Data supplied |
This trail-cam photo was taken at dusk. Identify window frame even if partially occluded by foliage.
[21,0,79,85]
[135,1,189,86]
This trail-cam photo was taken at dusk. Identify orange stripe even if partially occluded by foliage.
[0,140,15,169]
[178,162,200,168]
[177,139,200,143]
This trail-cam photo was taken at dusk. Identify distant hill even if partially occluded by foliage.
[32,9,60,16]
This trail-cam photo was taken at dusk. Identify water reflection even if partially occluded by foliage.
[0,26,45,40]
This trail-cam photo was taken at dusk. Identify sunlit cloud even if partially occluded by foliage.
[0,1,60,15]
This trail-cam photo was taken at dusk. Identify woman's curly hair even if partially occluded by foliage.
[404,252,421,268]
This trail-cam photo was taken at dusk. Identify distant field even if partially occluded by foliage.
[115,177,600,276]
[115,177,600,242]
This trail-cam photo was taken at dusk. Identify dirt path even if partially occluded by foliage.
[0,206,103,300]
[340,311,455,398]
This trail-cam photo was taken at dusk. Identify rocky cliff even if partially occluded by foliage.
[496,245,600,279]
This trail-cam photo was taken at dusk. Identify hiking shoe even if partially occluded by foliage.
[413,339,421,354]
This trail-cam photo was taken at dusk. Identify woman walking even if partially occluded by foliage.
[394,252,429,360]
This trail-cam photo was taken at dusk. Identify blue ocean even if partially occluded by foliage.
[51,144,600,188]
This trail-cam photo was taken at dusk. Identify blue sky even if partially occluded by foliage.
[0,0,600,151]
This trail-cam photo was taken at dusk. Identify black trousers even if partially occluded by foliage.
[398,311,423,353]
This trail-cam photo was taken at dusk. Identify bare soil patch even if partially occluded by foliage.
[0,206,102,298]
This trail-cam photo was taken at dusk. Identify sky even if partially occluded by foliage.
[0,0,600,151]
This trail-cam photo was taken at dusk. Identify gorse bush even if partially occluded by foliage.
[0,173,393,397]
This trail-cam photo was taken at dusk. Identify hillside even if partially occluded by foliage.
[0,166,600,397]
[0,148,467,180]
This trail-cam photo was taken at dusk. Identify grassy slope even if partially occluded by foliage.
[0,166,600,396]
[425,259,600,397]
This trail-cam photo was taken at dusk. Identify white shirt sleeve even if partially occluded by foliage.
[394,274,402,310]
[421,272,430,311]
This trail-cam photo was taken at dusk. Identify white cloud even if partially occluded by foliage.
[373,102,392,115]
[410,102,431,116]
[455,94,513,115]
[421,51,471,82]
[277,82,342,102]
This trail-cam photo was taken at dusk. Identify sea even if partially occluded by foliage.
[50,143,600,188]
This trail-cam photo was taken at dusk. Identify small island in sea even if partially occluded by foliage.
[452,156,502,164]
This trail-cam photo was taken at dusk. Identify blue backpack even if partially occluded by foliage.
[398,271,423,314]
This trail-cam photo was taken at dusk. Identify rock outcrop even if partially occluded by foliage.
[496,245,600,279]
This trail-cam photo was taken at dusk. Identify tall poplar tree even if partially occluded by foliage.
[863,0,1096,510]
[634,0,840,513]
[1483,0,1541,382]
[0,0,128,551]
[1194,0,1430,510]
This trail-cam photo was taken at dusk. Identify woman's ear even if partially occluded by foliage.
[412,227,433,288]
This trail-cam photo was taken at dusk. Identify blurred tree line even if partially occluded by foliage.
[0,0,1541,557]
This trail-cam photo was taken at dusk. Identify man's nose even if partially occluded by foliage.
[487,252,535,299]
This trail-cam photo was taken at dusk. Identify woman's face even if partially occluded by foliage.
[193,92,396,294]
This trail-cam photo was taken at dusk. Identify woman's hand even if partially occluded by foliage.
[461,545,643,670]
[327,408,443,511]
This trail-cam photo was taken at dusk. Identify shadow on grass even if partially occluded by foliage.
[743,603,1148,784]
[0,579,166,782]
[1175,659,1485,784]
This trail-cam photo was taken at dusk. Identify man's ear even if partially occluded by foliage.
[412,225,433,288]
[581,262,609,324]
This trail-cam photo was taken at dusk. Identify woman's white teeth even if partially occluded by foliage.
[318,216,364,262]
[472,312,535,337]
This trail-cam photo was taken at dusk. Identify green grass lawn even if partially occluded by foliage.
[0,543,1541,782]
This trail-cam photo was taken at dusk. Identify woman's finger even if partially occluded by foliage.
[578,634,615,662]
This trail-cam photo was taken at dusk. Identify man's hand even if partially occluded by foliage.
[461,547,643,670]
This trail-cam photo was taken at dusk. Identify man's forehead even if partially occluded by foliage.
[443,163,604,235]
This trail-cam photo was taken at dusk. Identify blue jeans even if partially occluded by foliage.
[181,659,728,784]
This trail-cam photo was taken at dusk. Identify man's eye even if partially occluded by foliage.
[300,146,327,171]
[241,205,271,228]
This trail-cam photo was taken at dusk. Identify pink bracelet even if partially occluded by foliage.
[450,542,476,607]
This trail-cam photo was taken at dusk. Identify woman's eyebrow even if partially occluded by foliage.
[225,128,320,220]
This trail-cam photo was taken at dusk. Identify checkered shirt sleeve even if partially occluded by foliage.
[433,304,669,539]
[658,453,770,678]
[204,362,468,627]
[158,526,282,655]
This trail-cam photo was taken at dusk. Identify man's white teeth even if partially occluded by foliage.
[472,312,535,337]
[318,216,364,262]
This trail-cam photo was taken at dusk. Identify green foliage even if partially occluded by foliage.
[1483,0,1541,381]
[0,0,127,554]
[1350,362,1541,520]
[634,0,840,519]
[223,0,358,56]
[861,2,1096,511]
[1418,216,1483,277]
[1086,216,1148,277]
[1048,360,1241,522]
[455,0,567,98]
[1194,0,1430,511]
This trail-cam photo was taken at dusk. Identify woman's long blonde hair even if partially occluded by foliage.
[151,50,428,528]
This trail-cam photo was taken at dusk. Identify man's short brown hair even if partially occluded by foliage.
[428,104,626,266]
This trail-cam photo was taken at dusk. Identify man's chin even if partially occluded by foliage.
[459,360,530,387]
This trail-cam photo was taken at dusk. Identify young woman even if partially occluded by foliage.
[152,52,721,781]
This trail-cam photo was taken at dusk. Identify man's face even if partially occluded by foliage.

Requirement | Reproduce the data from the very beginning through the line containing "[394,252,429,360]", keeping both of those lines and changing nothing.

Completed task |
This trail-cam photo was taken at dusk. Identify window frame even if partially occluded by foliage.
[21,0,79,85]
[135,1,189,86]
This trail-cam photo was taken at dusk. Identify orange stripe even if partially occluded by foliage.
[0,140,15,169]
[178,162,200,168]
[177,139,200,143]
This trail-cam photo was taken at dusk. Identify distant hill even if partially occluded by foliage.
[32,9,60,16]
This trail-cam photo was taken at dusk. Identify water reflection even if partially occluded by foliage.
[0,26,45,40]
This trail-cam photo was taken at dusk. Identify sunlit cloud even if partially occluded by foliage.
[0,1,60,15]
This trail-cam photo was taken at dusk. Identify woman's curly hair even if partially occluded by foliage.
[404,252,421,268]
This trail-cam photo was taken at dusk. Identify distant field even if partially occluded by foliage.
[115,177,600,276]
[115,177,600,242]
This trail-cam photo was taken at dusk. Identify dirt path even if partially occluded by foliage.
[0,206,103,300]
[340,311,455,398]
This trail-cam photo was taken at dusk. Identify rocky cliff even if partially occluded by foliage.
[496,245,600,279]
This trail-cam photo was taken at dusk. Identify hiking shoe even if partially occluded by foliage.
[413,339,421,354]
This trail-cam photo was taken at dusk. Identify woman walking even if partially occluded by foliage.
[394,252,429,360]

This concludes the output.